EXERCISE DIRECTIONS.
Pick out the lines below with "fence" and list them.

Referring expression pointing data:

::::::

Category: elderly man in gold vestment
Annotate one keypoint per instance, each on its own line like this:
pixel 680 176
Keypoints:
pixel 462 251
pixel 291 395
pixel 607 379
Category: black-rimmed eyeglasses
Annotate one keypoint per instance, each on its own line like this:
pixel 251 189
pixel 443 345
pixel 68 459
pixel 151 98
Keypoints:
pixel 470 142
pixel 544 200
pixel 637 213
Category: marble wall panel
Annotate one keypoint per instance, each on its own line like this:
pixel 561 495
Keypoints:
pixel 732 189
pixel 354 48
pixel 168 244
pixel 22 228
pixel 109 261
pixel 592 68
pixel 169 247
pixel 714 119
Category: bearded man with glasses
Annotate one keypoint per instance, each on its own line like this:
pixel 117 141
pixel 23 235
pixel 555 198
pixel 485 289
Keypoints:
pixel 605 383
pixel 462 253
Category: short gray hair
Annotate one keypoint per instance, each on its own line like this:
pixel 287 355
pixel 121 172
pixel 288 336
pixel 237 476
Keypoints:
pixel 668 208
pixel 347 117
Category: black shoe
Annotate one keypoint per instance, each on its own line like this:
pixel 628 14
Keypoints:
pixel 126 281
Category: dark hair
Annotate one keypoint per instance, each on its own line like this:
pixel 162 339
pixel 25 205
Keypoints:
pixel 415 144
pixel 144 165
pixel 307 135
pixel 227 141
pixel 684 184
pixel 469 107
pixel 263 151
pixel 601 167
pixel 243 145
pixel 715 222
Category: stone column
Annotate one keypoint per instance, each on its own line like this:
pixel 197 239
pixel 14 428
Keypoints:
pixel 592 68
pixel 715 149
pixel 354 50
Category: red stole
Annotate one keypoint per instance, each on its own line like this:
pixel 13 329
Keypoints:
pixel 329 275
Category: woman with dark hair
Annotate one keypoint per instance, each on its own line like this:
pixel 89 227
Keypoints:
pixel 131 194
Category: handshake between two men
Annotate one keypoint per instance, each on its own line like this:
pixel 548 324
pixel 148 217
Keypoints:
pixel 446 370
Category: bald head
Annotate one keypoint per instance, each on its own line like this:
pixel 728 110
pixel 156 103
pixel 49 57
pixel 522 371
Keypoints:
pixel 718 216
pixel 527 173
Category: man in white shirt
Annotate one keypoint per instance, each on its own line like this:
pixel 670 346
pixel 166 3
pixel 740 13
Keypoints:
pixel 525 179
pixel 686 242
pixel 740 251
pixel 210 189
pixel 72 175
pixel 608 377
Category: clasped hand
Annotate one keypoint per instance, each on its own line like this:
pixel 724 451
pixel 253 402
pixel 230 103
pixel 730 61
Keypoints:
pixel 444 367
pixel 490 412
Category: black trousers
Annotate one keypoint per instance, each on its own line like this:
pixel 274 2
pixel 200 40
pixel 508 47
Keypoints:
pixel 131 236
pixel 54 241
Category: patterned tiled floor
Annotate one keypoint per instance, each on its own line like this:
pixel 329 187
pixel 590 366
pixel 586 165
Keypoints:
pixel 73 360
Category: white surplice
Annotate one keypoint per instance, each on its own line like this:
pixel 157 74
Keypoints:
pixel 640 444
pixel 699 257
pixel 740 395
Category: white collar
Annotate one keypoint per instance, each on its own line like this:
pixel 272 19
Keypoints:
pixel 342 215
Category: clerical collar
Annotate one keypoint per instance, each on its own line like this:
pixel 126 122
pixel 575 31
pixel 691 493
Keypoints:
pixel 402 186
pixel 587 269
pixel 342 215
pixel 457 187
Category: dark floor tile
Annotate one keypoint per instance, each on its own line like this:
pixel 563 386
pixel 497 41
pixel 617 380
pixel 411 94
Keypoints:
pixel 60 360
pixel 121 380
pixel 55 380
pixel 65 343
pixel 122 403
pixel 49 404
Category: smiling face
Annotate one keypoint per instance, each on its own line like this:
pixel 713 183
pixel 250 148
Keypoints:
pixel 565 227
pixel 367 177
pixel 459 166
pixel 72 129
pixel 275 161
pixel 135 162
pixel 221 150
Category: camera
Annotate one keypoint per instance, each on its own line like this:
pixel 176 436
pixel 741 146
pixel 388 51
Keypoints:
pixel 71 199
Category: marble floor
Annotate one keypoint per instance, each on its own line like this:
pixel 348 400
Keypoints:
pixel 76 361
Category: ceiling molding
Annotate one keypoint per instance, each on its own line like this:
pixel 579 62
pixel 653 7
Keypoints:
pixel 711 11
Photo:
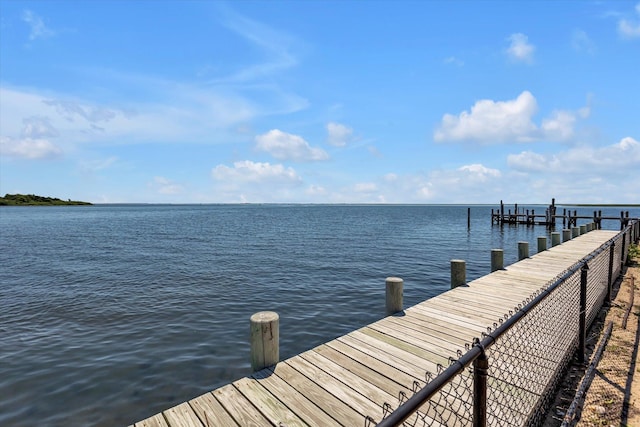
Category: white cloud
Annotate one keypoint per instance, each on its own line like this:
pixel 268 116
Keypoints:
pixel 527 161
pixel 630 29
pixel 339 135
pixel 520 50
pixel 478 172
pixel 91 166
pixel 365 187
pixel 165 186
pixel 286 146
pixel 560 126
pixel 315 190
pixel 581 42
pixel 28 148
pixel 181 114
pixel 256 172
pixel 493 122
pixel 38 127
pixel 38 28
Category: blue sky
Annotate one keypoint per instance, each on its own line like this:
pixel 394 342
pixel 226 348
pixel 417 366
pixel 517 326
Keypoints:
pixel 320 101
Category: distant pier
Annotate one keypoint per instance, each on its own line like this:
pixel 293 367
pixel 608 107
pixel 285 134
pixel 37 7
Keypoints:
pixel 551 217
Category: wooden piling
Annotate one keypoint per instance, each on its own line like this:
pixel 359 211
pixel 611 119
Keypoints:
pixel 523 250
pixel 497 259
pixel 542 244
pixel 458 273
pixel 575 232
pixel 394 292
pixel 265 337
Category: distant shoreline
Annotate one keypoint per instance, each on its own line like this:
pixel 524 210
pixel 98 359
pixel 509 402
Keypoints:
pixel 33 200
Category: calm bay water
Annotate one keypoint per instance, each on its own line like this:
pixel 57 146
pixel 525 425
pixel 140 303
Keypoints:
pixel 110 314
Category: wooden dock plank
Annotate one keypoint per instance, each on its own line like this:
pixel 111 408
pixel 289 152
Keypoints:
pixel 155 421
pixel 349 396
pixel 402 360
pixel 377 373
pixel 241 409
pixel 296 401
pixel 182 416
pixel 404 345
pixel 269 405
pixel 341 412
pixel 210 411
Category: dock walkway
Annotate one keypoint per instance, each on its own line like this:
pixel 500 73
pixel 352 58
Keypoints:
pixel 362 374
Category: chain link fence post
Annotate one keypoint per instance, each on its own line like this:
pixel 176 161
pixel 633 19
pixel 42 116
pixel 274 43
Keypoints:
pixel 583 313
pixel 610 281
pixel 480 370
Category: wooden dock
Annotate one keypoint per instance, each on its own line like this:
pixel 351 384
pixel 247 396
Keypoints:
pixel 363 373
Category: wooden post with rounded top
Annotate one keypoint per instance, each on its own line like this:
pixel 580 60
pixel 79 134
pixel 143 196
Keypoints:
pixel 497 259
pixel 458 273
pixel 542 243
pixel 575 231
pixel 394 287
pixel 523 250
pixel 265 337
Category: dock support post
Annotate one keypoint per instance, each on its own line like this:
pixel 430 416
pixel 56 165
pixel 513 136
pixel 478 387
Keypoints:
pixel 583 313
pixel 610 278
pixel 523 250
pixel 623 254
pixel 480 371
pixel 542 244
pixel 458 273
pixel 575 232
pixel 265 337
pixel 394 287
pixel 497 259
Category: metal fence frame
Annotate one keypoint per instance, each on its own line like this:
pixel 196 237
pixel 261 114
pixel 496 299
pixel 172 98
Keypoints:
pixel 443 399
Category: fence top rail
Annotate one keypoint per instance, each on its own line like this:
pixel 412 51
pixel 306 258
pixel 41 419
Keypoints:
pixel 478 347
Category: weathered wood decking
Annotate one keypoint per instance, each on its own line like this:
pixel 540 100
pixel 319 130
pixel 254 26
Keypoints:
pixel 344 380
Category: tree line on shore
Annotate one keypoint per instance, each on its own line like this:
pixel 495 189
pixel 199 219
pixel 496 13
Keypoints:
pixel 33 200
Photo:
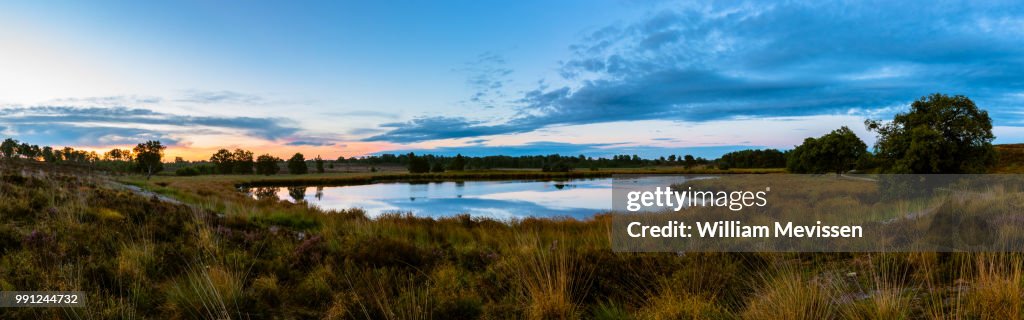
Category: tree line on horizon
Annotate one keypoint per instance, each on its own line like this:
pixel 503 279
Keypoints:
pixel 939 134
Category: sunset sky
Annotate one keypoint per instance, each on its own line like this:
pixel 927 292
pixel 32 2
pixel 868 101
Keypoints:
pixel 351 78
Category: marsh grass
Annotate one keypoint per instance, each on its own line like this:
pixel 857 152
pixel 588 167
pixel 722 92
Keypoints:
pixel 223 254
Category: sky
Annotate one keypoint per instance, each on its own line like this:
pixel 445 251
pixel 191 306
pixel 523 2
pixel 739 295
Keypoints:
pixel 599 78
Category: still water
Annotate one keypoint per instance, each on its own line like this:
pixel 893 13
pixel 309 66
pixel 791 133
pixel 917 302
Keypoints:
pixel 497 199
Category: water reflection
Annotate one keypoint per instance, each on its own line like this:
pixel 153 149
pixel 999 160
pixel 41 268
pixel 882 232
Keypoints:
pixel 298 194
pixel 503 199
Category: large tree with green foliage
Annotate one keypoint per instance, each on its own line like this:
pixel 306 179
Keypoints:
pixel 242 161
pixel 297 164
pixel 837 152
pixel 223 160
pixel 8 148
pixel 939 134
pixel 147 157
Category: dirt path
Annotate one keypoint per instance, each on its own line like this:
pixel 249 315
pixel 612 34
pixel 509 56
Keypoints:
pixel 143 192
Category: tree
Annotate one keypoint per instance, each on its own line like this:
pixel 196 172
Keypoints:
pixel 418 164
pixel 242 162
pixel 837 152
pixel 458 163
pixel 223 160
pixel 688 161
pixel 147 156
pixel 9 148
pixel 297 164
pixel 939 134
pixel 267 165
pixel 320 164
pixel 47 154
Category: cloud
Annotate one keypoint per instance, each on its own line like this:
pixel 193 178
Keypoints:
pixel 367 114
pixel 720 62
pixel 110 101
pixel 437 127
pixel 486 76
pixel 102 126
pixel 311 143
pixel 205 96
pixel 590 150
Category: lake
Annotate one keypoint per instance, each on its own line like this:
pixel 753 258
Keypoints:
pixel 497 199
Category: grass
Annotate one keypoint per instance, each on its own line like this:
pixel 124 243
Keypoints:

::::::

OUTPUT FOR THIS EXERCISE.
Category: chain link fence post
Category: metal fence frame
Category: fence top rail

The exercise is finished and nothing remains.